— begin —
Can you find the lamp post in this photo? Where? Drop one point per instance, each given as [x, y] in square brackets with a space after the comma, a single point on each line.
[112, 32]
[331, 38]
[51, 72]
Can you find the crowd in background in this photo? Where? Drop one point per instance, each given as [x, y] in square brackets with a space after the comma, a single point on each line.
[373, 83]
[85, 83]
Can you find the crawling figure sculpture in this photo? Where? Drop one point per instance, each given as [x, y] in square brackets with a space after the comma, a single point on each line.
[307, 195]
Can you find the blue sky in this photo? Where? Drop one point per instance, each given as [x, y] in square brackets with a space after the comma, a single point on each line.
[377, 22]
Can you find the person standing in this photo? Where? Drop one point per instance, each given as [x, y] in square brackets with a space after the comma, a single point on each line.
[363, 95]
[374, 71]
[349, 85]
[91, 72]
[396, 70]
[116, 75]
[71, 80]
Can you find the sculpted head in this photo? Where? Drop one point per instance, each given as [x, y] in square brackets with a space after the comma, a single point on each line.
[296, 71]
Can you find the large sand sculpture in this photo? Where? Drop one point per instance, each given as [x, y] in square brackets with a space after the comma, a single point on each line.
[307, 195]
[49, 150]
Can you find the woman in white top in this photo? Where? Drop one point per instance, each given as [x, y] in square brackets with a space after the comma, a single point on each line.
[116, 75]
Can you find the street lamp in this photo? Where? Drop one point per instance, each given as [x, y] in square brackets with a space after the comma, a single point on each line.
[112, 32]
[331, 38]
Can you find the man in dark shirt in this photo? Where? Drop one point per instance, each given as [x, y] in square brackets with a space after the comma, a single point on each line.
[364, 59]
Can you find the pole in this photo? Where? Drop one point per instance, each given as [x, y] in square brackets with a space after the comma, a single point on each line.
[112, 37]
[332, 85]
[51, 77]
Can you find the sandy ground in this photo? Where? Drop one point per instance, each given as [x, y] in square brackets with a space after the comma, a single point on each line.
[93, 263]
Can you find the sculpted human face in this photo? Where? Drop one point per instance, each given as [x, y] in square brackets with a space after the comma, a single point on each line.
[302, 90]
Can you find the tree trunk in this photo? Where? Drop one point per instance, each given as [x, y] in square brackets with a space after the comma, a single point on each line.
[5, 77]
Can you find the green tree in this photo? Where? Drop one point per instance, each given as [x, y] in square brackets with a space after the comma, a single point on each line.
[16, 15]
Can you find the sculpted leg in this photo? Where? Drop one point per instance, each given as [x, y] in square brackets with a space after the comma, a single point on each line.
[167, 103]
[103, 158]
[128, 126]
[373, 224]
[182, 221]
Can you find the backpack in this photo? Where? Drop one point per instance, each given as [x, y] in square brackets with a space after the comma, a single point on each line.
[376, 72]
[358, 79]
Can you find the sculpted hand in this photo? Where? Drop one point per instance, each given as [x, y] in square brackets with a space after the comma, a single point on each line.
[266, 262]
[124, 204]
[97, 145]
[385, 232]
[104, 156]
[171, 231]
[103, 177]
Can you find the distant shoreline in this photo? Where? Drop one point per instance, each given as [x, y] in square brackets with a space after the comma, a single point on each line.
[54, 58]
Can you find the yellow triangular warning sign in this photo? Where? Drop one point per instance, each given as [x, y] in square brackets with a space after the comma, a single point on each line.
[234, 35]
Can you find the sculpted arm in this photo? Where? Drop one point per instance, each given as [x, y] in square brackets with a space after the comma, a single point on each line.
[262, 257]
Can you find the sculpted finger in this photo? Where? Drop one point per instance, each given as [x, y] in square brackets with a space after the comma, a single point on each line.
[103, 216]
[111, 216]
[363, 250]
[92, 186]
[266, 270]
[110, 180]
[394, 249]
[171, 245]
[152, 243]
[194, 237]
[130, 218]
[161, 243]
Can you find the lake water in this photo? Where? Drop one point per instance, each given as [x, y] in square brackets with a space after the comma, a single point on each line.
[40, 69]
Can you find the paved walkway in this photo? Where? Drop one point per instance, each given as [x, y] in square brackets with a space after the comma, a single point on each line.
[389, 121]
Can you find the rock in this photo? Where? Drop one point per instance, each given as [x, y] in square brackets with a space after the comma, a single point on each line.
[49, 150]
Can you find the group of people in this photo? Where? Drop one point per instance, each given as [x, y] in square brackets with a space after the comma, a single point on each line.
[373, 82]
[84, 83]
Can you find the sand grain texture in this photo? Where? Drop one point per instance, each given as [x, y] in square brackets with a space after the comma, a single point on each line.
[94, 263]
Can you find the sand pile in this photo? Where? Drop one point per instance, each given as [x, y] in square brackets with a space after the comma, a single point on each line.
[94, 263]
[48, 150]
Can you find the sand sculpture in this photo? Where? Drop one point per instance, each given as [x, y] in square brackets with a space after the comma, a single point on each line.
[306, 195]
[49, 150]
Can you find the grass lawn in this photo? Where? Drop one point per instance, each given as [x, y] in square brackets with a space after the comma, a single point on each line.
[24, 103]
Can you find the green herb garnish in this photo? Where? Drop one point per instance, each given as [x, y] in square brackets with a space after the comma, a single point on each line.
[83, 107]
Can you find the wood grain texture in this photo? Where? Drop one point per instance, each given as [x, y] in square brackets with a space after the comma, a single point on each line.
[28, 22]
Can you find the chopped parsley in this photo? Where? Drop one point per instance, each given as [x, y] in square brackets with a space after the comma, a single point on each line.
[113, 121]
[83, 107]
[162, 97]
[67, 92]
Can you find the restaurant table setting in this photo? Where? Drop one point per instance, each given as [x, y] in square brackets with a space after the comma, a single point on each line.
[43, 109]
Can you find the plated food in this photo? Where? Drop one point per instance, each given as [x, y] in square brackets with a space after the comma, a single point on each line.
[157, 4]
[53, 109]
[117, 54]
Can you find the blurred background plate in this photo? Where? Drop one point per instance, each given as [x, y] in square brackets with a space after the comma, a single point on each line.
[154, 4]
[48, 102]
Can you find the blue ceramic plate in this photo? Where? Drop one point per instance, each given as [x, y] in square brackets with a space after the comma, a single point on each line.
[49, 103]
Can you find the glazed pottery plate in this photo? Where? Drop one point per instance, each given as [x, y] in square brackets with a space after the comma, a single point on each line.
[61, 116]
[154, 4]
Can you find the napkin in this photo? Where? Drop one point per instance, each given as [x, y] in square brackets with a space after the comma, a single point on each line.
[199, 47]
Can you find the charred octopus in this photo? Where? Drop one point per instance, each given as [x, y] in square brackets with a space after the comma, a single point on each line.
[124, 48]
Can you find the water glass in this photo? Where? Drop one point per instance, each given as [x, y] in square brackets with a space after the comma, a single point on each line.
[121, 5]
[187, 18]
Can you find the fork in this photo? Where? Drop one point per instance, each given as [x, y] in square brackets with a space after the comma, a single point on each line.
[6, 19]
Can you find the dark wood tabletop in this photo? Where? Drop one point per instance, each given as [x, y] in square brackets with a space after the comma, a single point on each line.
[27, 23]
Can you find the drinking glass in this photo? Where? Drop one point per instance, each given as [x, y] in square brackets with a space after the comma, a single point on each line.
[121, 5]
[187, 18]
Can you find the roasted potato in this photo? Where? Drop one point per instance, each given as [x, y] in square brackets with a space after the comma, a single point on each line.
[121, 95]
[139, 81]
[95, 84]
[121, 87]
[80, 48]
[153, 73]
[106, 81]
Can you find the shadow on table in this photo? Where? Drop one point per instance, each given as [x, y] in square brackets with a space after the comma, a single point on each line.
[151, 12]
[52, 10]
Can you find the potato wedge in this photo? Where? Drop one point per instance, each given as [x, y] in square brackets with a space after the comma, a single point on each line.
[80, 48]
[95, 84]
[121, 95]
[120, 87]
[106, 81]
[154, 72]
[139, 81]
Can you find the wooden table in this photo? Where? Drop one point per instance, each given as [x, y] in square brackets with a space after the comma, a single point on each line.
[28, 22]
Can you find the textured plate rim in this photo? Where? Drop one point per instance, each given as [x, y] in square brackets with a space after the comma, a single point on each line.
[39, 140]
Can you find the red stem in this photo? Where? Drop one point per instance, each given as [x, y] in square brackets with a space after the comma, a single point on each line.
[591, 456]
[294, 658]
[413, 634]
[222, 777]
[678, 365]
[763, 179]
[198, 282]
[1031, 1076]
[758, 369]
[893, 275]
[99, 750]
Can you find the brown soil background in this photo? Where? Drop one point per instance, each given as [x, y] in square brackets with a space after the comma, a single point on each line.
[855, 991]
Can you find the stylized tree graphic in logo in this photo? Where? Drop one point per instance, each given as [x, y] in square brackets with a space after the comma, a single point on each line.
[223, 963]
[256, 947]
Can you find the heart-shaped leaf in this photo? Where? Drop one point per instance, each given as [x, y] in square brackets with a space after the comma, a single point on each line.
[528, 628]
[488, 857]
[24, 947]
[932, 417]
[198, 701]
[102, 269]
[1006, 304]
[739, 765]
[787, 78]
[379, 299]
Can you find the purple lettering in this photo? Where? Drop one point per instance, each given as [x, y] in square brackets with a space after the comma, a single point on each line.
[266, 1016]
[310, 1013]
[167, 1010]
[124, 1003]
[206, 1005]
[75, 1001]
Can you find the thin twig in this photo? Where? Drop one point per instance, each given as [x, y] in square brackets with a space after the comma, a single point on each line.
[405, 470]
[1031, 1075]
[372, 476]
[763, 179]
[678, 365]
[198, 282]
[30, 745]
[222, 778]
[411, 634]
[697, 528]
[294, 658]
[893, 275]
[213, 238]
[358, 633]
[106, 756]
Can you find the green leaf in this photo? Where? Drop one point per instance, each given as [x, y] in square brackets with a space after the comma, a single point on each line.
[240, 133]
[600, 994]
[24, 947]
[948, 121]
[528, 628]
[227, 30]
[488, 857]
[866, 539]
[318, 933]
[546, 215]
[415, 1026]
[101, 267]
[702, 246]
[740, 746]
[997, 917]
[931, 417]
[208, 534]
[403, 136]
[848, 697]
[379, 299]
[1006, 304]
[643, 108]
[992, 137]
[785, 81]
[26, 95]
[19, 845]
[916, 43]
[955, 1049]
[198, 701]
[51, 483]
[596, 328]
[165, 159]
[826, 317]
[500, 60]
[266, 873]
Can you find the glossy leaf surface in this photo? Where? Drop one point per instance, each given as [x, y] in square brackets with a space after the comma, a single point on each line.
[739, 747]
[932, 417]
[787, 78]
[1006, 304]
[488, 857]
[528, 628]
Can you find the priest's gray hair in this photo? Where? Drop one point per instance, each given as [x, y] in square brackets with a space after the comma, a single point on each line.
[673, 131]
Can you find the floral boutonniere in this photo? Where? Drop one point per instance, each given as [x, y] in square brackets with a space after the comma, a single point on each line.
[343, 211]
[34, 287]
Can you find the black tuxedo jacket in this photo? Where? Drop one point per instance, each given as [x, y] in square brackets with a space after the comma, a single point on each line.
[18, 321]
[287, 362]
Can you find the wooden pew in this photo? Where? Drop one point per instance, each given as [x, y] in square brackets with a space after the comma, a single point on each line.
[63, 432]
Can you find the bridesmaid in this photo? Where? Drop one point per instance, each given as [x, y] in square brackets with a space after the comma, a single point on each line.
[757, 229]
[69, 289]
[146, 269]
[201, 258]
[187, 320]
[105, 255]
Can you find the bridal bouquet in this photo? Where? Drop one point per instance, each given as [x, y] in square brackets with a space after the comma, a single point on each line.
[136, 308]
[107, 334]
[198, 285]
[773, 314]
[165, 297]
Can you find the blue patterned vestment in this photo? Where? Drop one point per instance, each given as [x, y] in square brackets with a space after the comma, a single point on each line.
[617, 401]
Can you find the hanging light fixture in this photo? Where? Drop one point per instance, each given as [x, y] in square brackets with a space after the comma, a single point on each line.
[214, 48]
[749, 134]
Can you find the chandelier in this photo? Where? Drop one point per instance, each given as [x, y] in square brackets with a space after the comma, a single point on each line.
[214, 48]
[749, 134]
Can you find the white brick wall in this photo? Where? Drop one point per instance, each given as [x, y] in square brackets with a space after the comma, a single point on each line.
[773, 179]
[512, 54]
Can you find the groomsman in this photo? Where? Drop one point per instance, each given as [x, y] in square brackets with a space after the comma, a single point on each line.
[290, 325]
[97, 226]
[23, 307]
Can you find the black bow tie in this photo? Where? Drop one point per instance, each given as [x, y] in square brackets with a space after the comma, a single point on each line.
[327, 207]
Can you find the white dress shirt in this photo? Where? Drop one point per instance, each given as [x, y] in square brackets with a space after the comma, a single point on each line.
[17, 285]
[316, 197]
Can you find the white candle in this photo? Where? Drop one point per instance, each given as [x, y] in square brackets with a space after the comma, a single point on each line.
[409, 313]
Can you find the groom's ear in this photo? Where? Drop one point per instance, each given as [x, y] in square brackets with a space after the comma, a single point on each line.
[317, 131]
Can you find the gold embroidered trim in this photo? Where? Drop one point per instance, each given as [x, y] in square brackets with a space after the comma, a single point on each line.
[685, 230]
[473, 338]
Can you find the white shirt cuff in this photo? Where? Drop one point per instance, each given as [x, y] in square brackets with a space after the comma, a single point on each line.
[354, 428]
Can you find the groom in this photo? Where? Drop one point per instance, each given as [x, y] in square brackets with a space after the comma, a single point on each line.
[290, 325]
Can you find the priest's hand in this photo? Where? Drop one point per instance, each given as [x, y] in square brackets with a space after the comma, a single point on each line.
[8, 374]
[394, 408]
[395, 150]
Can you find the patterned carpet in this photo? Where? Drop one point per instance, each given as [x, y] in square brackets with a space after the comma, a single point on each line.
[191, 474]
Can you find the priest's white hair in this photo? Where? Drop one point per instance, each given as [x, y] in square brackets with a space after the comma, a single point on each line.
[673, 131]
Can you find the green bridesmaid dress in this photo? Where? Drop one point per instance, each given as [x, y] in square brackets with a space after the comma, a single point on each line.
— end —
Copy out the entries from the line containing "Can you find the patterned" through the end of the entries, inclusive, reproducing each line verbatim.

### Solution
Can you find the patterned carpet in this photo? Where? Drop one point per instance, each given as [x, y] in square brackets with a space after the comma, a single point on each line.
[191, 474]
Can you find the priest's white hair in this photo? Where? Drop one point per instance, each given as [x, y] in square brackets with a space after the comma, a single point on each line.
[673, 131]
Can you find the green bridesmaid dress in this photo? Where? Drop one point per instance, each given as [x, y] in square brackets with a space after the comma, a single point on each line.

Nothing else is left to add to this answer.